▶ **Activity**
The required output is a number: how many lines of the data below include the string "target".

▶ **Listed records**
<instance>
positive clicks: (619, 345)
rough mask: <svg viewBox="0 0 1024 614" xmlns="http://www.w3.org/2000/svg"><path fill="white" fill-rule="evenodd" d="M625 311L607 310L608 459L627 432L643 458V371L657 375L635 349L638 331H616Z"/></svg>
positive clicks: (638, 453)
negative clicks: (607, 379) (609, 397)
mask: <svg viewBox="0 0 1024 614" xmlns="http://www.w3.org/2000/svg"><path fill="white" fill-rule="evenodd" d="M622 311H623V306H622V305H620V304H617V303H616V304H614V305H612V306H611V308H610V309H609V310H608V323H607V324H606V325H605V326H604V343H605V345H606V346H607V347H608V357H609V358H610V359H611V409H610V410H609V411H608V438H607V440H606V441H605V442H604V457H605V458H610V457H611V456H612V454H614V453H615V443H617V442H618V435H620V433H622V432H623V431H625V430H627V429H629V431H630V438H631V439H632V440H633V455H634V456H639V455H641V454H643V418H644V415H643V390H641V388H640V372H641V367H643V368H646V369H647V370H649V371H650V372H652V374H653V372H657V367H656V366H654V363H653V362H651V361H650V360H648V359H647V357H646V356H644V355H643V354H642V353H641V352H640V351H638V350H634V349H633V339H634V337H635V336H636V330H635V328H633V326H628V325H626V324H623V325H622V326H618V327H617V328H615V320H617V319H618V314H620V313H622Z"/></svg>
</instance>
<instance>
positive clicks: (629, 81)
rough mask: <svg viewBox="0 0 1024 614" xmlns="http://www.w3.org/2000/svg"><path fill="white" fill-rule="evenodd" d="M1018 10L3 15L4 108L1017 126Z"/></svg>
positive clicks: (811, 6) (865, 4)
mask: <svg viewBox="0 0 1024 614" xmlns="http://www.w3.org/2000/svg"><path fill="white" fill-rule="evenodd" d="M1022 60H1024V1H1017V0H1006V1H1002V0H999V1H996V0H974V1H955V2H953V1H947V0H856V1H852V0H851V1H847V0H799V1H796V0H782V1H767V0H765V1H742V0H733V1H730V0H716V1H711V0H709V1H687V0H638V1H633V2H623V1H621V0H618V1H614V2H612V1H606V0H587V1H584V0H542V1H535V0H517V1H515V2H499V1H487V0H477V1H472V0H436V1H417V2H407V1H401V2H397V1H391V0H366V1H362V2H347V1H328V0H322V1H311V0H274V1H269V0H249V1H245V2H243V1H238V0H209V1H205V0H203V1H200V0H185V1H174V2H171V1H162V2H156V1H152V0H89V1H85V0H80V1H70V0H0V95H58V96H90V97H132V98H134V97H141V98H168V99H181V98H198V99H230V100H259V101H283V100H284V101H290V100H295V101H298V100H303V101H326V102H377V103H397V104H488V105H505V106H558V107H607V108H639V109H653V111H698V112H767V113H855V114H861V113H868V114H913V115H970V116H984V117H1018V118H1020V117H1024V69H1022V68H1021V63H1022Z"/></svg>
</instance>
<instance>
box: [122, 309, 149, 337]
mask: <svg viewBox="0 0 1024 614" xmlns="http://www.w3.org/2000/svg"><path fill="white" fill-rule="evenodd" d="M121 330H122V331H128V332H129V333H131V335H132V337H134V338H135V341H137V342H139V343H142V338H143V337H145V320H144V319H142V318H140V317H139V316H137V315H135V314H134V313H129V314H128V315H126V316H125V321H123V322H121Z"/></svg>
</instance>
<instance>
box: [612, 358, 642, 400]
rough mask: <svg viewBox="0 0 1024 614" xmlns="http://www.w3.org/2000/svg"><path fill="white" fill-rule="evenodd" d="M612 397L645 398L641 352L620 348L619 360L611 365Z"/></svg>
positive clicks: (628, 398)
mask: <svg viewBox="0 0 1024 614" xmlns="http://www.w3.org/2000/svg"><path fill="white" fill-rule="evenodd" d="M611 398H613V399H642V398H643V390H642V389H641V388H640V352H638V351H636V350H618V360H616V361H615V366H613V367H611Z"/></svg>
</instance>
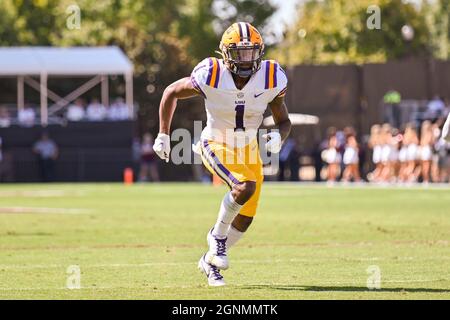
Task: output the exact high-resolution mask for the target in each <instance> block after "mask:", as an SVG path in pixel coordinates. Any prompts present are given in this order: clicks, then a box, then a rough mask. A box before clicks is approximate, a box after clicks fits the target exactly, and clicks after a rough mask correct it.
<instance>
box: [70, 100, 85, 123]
mask: <svg viewBox="0 0 450 320" xmlns="http://www.w3.org/2000/svg"><path fill="white" fill-rule="evenodd" d="M85 113H86V112H85V110H84V104H83V100H81V99H76V100H75V102H74V103H73V104H71V105H70V106H69V108H68V109H67V115H66V117H67V120H69V121H81V120H83V119H84V117H85Z"/></svg>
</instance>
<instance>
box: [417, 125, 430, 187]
mask: <svg viewBox="0 0 450 320" xmlns="http://www.w3.org/2000/svg"><path fill="white" fill-rule="evenodd" d="M433 146H434V136H433V126H432V123H431V121H428V120H426V121H424V122H422V127H421V129H420V145H419V150H418V153H419V154H418V158H419V159H418V160H419V161H420V168H421V174H422V181H423V182H424V183H429V182H430V175H431V161H432V160H433Z"/></svg>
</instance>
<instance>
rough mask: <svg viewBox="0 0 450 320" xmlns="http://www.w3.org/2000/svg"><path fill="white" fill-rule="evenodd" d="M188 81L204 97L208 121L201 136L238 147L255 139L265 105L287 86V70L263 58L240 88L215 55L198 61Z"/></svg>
mask: <svg viewBox="0 0 450 320" xmlns="http://www.w3.org/2000/svg"><path fill="white" fill-rule="evenodd" d="M191 81H192V84H193V86H194V88H195V89H196V90H197V91H198V92H199V93H201V94H202V95H203V97H204V98H205V108H206V113H207V123H206V127H205V128H204V129H203V131H202V135H201V138H202V139H208V140H214V141H217V142H223V143H226V144H228V145H230V146H238V147H242V146H244V145H246V144H248V143H249V142H250V141H251V140H253V139H255V138H256V135H257V132H258V128H259V126H260V125H261V123H262V120H263V115H264V112H265V110H266V108H267V105H268V104H269V103H270V102H272V100H273V99H275V98H276V97H278V96H284V95H285V93H286V89H287V77H286V73H285V72H284V70H283V69H282V68H281V67H280V66H279V64H278V63H277V62H276V61H274V60H263V61H262V62H261V68H260V69H259V70H258V71H257V72H256V73H254V74H253V75H252V76H251V78H250V80H249V81H248V83H247V84H246V85H245V86H244V88H243V89H242V90H239V89H237V88H236V85H235V83H234V80H233V77H232V74H231V72H230V71H229V70H228V69H227V68H226V66H225V64H224V62H223V60H222V59H217V58H206V59H205V60H203V61H202V62H200V63H199V64H198V65H197V66H196V67H195V68H194V71H193V72H192V74H191Z"/></svg>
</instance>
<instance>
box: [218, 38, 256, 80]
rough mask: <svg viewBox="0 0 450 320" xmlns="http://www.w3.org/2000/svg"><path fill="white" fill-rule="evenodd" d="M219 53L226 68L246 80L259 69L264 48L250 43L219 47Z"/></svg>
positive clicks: (244, 43) (224, 45) (234, 44)
mask: <svg viewBox="0 0 450 320" xmlns="http://www.w3.org/2000/svg"><path fill="white" fill-rule="evenodd" d="M220 49H221V51H222V55H223V58H224V61H225V63H226V65H227V67H228V68H229V69H230V71H231V72H233V73H234V74H236V75H238V76H240V77H242V78H248V77H250V76H251V75H252V74H254V73H255V72H256V71H258V70H259V68H260V67H261V59H262V56H263V54H264V46H261V45H259V44H252V43H251V42H246V43H239V44H238V45H236V44H234V43H233V44H230V45H228V46H225V45H223V44H222V45H221V48H220Z"/></svg>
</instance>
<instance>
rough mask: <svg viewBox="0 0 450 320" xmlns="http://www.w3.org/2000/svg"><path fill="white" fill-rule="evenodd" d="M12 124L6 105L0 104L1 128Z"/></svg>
mask: <svg viewBox="0 0 450 320" xmlns="http://www.w3.org/2000/svg"><path fill="white" fill-rule="evenodd" d="M10 125H11V117H10V116H9V111H8V109H7V108H6V107H4V106H0V128H7V127H9V126H10Z"/></svg>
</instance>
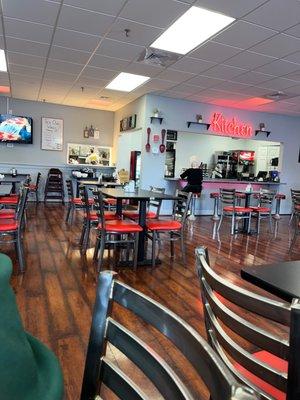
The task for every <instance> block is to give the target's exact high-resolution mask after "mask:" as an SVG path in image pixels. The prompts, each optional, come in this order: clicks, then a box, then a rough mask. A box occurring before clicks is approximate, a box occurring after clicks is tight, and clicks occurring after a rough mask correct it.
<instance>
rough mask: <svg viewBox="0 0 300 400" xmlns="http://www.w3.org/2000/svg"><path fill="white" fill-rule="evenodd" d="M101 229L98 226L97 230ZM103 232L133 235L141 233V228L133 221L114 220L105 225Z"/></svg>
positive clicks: (108, 221) (141, 228)
mask: <svg viewBox="0 0 300 400" xmlns="http://www.w3.org/2000/svg"><path fill="white" fill-rule="evenodd" d="M101 227H102V226H101V224H99V225H98V229H101ZM105 230H106V232H117V233H135V232H141V231H142V230H143V228H142V227H141V226H140V225H138V224H136V223H135V222H133V221H124V220H114V221H108V222H107V223H106V224H105Z"/></svg>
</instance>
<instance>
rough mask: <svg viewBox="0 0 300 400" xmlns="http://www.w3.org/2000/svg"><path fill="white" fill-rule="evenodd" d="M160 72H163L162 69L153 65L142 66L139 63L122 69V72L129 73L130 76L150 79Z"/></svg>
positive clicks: (155, 75) (134, 63) (143, 64)
mask: <svg viewBox="0 0 300 400" xmlns="http://www.w3.org/2000/svg"><path fill="white" fill-rule="evenodd" d="M162 70H163V68H162V67H156V66H153V65H149V64H143V63H140V62H133V63H131V64H129V65H127V67H125V68H124V72H129V73H131V74H139V75H145V76H150V77H154V76H156V75H158V74H159V73H160V72H161V71H162ZM168 80H171V79H168Z"/></svg>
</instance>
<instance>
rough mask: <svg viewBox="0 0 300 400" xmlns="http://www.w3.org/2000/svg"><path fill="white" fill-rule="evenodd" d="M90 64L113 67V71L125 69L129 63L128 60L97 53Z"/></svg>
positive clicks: (99, 65)
mask: <svg viewBox="0 0 300 400" xmlns="http://www.w3.org/2000/svg"><path fill="white" fill-rule="evenodd" d="M89 65H91V66H93V67H100V68H106V69H112V70H113V71H123V70H124V69H125V68H126V66H127V65H128V61H125V60H120V59H118V58H112V57H106V56H103V55H100V54H95V55H94V56H93V57H92V59H91V60H90V62H89Z"/></svg>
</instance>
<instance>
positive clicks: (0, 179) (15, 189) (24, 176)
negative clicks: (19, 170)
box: [0, 174, 29, 193]
mask: <svg viewBox="0 0 300 400" xmlns="http://www.w3.org/2000/svg"><path fill="white" fill-rule="evenodd" d="M3 175H4V178H2V179H0V185H1V184H3V185H12V189H11V193H16V191H17V190H16V187H17V184H20V183H22V182H24V181H25V180H26V179H27V178H28V176H29V175H28V174H18V175H16V176H12V175H11V174H3Z"/></svg>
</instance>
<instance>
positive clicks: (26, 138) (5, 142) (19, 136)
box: [0, 114, 33, 144]
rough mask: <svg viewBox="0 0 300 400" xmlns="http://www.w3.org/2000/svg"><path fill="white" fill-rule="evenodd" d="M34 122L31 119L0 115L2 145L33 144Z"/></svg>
mask: <svg viewBox="0 0 300 400" xmlns="http://www.w3.org/2000/svg"><path fill="white" fill-rule="evenodd" d="M32 126H33V121H32V118H30V117H22V116H18V115H9V114H0V143H21V144H31V143H32Z"/></svg>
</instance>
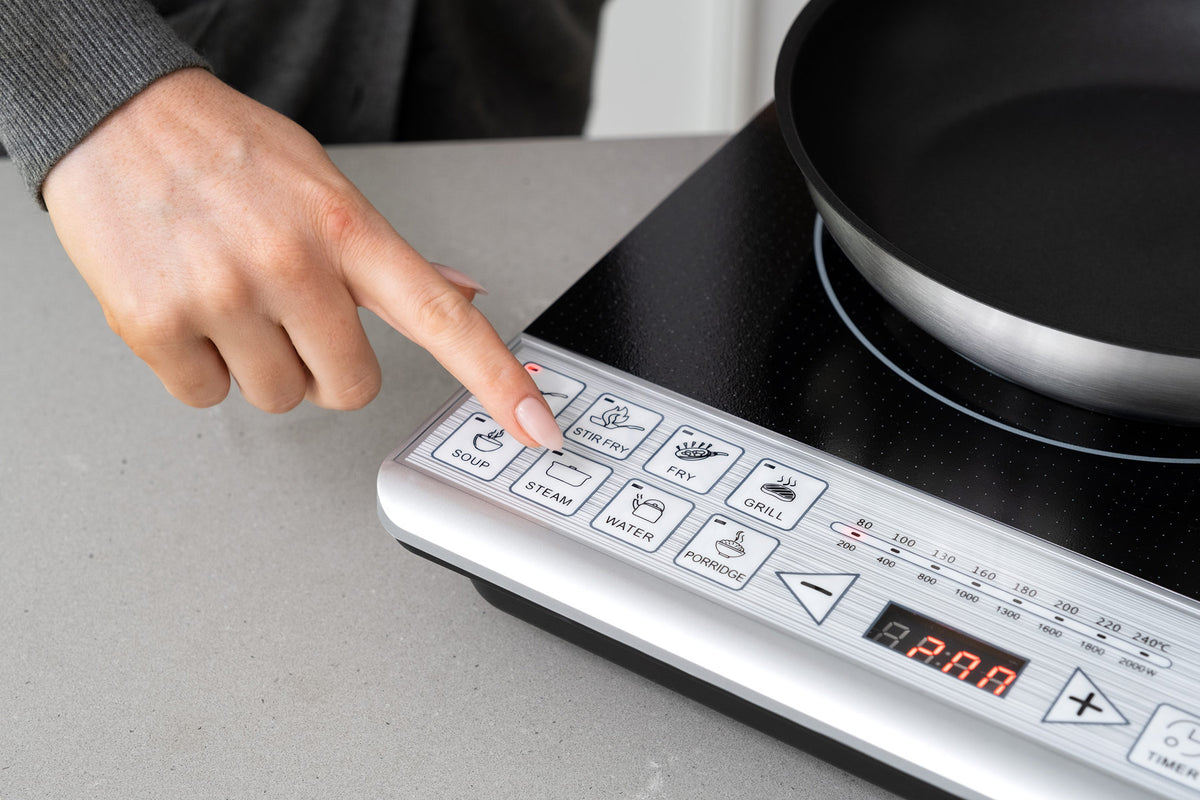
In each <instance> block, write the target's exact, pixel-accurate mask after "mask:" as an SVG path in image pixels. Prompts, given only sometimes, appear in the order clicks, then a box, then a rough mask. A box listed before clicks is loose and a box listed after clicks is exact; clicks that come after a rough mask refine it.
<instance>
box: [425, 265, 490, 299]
mask: <svg viewBox="0 0 1200 800" xmlns="http://www.w3.org/2000/svg"><path fill="white" fill-rule="evenodd" d="M430 265H431V266H432V267H433V269H434V270H437V271H438V272H440V273H442V277H444V278H445V279H446V281H449V282H450V283H454V284H455V285H460V287H462V288H463V289H470V290H472V291H474V293H475V294H487V289H485V288H484V284H481V283H480V282H479V281H476V279H475V278H473V277H470V276H468V275H467V273H466V272H460V271H458V270H456V269H454V267H452V266H446V265H445V264H434V263H433V261H430Z"/></svg>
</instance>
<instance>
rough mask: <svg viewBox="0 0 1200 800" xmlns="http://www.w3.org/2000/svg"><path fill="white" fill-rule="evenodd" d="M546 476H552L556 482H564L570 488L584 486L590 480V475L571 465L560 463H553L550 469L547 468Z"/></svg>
mask: <svg viewBox="0 0 1200 800" xmlns="http://www.w3.org/2000/svg"><path fill="white" fill-rule="evenodd" d="M546 474H547V475H550V476H551V477H552V479H554V480H556V481H562V482H563V483H566V485H568V486H576V487H578V486H583V485H584V483H587V482H588V480H590V477H592V476H590V475H588V474H587V473H584V471H583V470H581V469H578V468H577V467H572V465H571V464H564V463H563V462H560V461H556V462H551V464H550V467H547V468H546Z"/></svg>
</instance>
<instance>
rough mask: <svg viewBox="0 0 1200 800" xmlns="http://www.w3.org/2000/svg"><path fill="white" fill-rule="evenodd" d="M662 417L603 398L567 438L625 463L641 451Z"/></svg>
mask: <svg viewBox="0 0 1200 800" xmlns="http://www.w3.org/2000/svg"><path fill="white" fill-rule="evenodd" d="M661 421H662V415H661V414H659V413H658V411H652V410H650V409H648V408H642V407H641V405H635V404H634V403H630V402H629V401H625V399H622V398H619V397H614V396H612V395H601V396H600V397H598V398H596V402H594V403H593V404H592V405H589V407H588V410H586V411H583V414H581V415H580V419H577V420H575V422H571V425H569V426H568V428H566V434H565V435H566V438H568V439H571V440H572V441H577V443H580V444H581V445H583V446H584V447H588V449H589V450H595V451H596V452H601V453H604V455H606V456H611V457H613V458H619V459H625V458H629V456H630V453H632V452H634V450H636V449H637V446H638V445H640V444H642V441H644V440H646V437H648V435H650V431H653V429H654V428H656V427H658V425H659V422H661Z"/></svg>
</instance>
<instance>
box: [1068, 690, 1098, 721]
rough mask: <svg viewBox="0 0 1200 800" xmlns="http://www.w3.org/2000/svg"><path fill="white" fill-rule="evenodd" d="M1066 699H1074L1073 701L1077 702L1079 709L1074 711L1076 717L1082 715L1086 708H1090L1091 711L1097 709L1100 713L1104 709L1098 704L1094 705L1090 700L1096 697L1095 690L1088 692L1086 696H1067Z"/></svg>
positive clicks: (1081, 715) (1096, 709) (1085, 710)
mask: <svg viewBox="0 0 1200 800" xmlns="http://www.w3.org/2000/svg"><path fill="white" fill-rule="evenodd" d="M1067 699H1069V700H1074V702H1075V703H1079V710H1078V711H1075V716H1078V717H1081V716H1084V711H1086V710H1088V709H1092V710H1093V711H1099V712H1100V714H1103V712H1104V709H1102V708H1100V706H1099V705H1096V704H1094V703H1092V700H1093V699H1096V692H1088V693H1087V697H1082V698H1081V697H1068V698H1067Z"/></svg>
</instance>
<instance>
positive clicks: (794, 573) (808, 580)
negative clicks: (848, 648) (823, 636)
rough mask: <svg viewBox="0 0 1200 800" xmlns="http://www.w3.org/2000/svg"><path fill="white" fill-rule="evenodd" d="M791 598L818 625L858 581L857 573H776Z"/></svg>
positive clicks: (781, 572)
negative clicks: (795, 599) (795, 598)
mask: <svg viewBox="0 0 1200 800" xmlns="http://www.w3.org/2000/svg"><path fill="white" fill-rule="evenodd" d="M775 575H778V576H779V579H780V581H782V582H784V585H785V587H787V590H788V591H791V593H792V596H793V597H796V600H797V601H798V602H799V603H800V606H803V607H804V610H806V612H808V613H809V616H811V618H812V621H814V622H816V624H817V625H820V624H821V622H823V621H824V620H826V616H828V615H829V612H832V610H833V607H834V606H836V604H838V602H839V601H840V600H841V599H842V597H844V596H845V595H846V593H847V591H848V590H850V588H851V587H852V585H853V584H854V582H856V581H858V573H857V572H853V573H851V572H776V573H775Z"/></svg>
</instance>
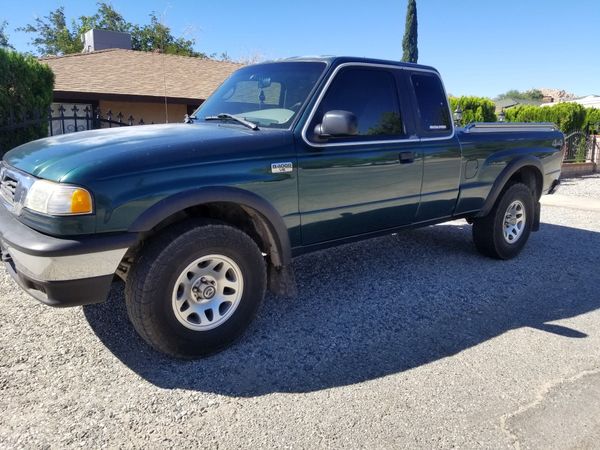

▶ **Solved problem**
3